▶ _Provided passage_:
============================================================
Predicting Preterm Birth

Two organizations team up in an effort to predict risk of premature birth using big data and genomics.

Aug 9, 2013
Tracy Vence

WIKIMEDIA, ANDRE ENGELSThough it affects one out of every nine babies born in the United States, scientists know surprisingly little about what causes preterm birth. To address the issue, two organizations are hedging their bets on big data and genomics, partnering to develop computer models that can predict the risk that a woman’s child will be born before reaching 37 weeks of gestation.

The Cambridge, Massachusetts-based big data firm GNS Healthcare is collaborating with the Inova Translational Medicine Institute (ITMI) at Inova Fairfax Hospital to mine next-generation sequencing data and electronic medical records gathered by Inova using GNS’s analytics platform, with the goal of commercializing preterm birth predictive models and corresponding software.

“The causes of preterm birth are complex and in about half of cases, are unknown,” the GNS and Inova noted in their announcement. “While there is understood to be a genetic component, no individual genes have been identified as causative to date.”

Researchers at the ITMI are currently following a cohort of 285 premature babies as part of a larger preterm birth study involving 826 families. “Partnering with our colleagues at GNS provides the best opportunity to build a risk assessment/predictive model that takes into account the many variables, including genomic, clinical, environmental, and behavioral factors, that combine to cause a preterm delivery,” ITMI CEO John Niederhuber said in a statement.

“Using ITMI’s unprecedentedly rich and multimodal preterm birth genomic data set, we will build models that can document the complex interactions underlying preterm birth,” added Colin Hill, GNS Healthcare CEO. “These models will create new ways for clinicians and scientists to understand these interactions and will accelerate the discovery of new diagnostic tools and treatments for this condition, as well as other complex conditions.”

But as Fierce Biotech noted, “there are no guarantees that such big data analysis holds the key to cracking the mysteries of a complex health problem like preterm birth.”
============================================================
▶ _Dataset excerpts_:
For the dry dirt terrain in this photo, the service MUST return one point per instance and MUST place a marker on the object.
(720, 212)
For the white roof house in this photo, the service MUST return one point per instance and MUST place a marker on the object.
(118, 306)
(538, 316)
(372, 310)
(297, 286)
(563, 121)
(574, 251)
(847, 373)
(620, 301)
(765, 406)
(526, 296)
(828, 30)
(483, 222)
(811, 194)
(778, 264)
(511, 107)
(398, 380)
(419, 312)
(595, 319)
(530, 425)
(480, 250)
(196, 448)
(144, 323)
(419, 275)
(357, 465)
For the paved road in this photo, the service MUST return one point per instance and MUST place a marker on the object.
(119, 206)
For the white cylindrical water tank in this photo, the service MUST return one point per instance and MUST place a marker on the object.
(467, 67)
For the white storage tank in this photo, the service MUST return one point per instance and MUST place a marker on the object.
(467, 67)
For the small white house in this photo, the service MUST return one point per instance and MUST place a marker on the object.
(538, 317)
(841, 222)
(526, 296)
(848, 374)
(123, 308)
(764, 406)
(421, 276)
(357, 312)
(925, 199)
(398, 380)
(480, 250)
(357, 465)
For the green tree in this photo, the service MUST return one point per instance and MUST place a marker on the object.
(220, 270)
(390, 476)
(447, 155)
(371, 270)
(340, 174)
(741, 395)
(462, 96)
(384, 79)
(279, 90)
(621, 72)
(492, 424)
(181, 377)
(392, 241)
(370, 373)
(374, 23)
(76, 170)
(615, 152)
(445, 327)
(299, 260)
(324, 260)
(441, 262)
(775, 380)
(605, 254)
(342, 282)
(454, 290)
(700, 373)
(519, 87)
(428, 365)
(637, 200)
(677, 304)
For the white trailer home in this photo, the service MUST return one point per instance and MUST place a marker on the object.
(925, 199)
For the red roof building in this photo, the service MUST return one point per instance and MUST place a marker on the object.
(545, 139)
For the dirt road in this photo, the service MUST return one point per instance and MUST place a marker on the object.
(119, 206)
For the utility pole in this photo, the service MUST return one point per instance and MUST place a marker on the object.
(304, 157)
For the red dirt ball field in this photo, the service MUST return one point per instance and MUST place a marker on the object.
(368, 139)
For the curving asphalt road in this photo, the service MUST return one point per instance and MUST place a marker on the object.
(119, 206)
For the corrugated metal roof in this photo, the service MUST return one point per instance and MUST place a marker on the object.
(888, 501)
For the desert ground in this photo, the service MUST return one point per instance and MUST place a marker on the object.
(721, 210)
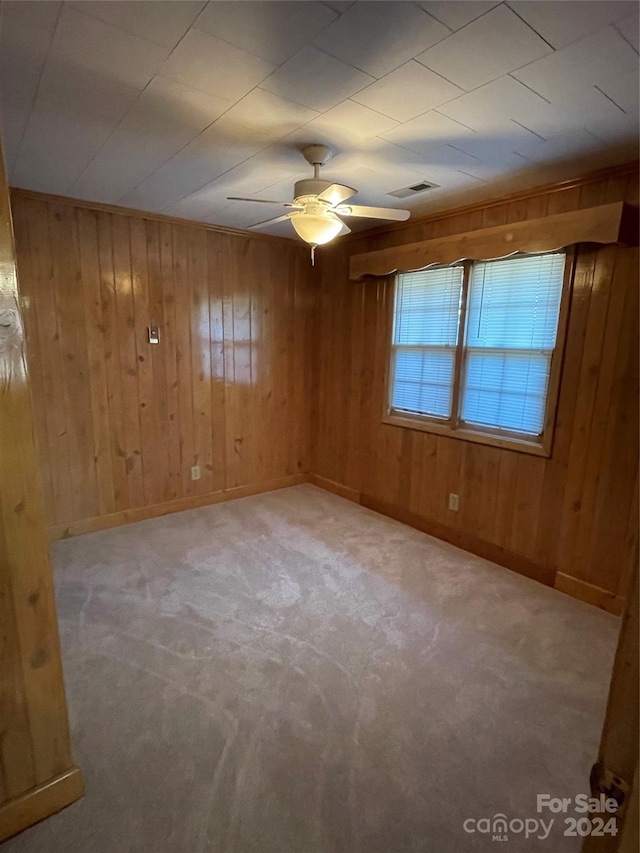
============================================================
▶ _Exercise_:
In the preterm birth article above, how would you recast the paragraph beginning "The Cambridge, Massachusetts-based big data firm" as a short list that keeps its main facts?

▶ _Result for this exercise_:
- GNS Healthcare, a big data firm based in Cambridge, Massachusetts, is collaborating with the Inova Translational Medicine Institute (ITMI) at Inova Fairfax Hospital.
- Using GNS's analytics platform, they will mine next-generation sequencing data and electronic medical records gathered by Inova.
- Their goal is to commercialize predictive models for preterm birth and the corresponding software.